• **To do**
• A. Answer these questions using the text on hydrogen fuel for farm vehicles below, marking each answer (i), (ii), (iii) to match:
(i) In what year and city did the Hindenburg airship explode?
(ii) What is Pierre Lahutte's title at New Holland?
(iii) What makes agricultural vehicles good candidates for fuel cell applications?
• B. List every alternative electricity generation system that Lahutte names in the text on hydrogen fuel for farm vehicles below.

Battery driven electric vehicles are usually heavier, most efficient in stop-start applications and take a long time to recharge.

Agricultural vehicles usually run at near-constant speeds for lengthy periods, making them good candidates for fuel cell applications.

Besides safety — remember the hydrogen-filled Hindenburg airship that exploded in flames in New York in 1937 — barriers to the use of hydrogen as a fuel involve its distribution and widespread and convenient availability.

Just add water

New Holland’s Energy Independent Farm concept produces compressed hydrogen from water using electrolysis, or from methane generated by waste or biomass, or powered by wind farms and solar panels.

“Farmers are in a unique position to benefit from hydrogen technology,” New Holland Head of Global Product Marketing, Tractors & Telehandlers Pierre Lahutte says.

“Unlike many people, they have the space to install alternative electricity generation systems, such as solar, wind, biomass or waste, and then store that power as hydrogen.
“Apart from the environmental benefits, such a system would allow customers to become energy independent and improve their financial stability,” Lahutte says.

Contrary to expectations, electrolysis doesn’t require large amounts of water. The hydrogen extracted from a litre of water using a hydrogen generator could drive a hydrogen fuel cell vehicle just as far as petrol-powered vehicles travel today on a litre of petrol.

This prompts the obvious question about water versus fuel: if all cars ran on hydrogen, and all hydrogen was produced from water, would we run out of water?

• **Provided information**
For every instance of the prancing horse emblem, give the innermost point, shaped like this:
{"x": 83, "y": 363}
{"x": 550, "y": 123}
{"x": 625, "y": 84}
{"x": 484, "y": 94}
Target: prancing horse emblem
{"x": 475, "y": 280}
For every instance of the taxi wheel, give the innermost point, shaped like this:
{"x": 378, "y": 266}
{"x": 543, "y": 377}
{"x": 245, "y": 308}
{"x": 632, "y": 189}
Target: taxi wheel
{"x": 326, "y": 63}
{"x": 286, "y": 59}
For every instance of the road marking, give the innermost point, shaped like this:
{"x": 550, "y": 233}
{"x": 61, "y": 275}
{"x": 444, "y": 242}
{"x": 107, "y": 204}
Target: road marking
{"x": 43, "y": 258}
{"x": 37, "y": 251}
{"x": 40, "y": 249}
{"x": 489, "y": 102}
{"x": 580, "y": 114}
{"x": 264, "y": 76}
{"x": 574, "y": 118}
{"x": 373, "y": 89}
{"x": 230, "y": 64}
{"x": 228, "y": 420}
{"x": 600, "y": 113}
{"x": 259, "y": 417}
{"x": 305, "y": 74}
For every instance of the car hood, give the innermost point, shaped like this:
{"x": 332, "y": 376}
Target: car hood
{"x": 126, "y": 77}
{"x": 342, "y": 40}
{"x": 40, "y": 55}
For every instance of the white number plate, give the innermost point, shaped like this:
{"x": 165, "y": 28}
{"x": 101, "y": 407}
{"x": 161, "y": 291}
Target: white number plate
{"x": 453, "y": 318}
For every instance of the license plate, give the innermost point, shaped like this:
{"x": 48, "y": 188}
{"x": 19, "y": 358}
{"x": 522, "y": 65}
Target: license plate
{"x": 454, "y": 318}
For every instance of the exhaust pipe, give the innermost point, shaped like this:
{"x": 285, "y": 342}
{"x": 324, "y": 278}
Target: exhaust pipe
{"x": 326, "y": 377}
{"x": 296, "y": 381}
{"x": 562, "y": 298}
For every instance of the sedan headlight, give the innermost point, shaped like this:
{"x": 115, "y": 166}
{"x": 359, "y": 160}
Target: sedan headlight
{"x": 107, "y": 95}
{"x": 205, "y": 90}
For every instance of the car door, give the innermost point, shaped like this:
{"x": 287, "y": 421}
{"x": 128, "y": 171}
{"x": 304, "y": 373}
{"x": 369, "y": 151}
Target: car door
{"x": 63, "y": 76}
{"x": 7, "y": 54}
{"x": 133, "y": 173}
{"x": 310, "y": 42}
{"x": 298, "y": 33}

• **Numbered responses**
• A.
(i) 1937, in New York.
(ii) Head of Global Product Marketing, Tractors & Telehandlers.
(iii) They usually run at near-constant speeds for lengthy periods.

• B. Solar, wind, biomass, waste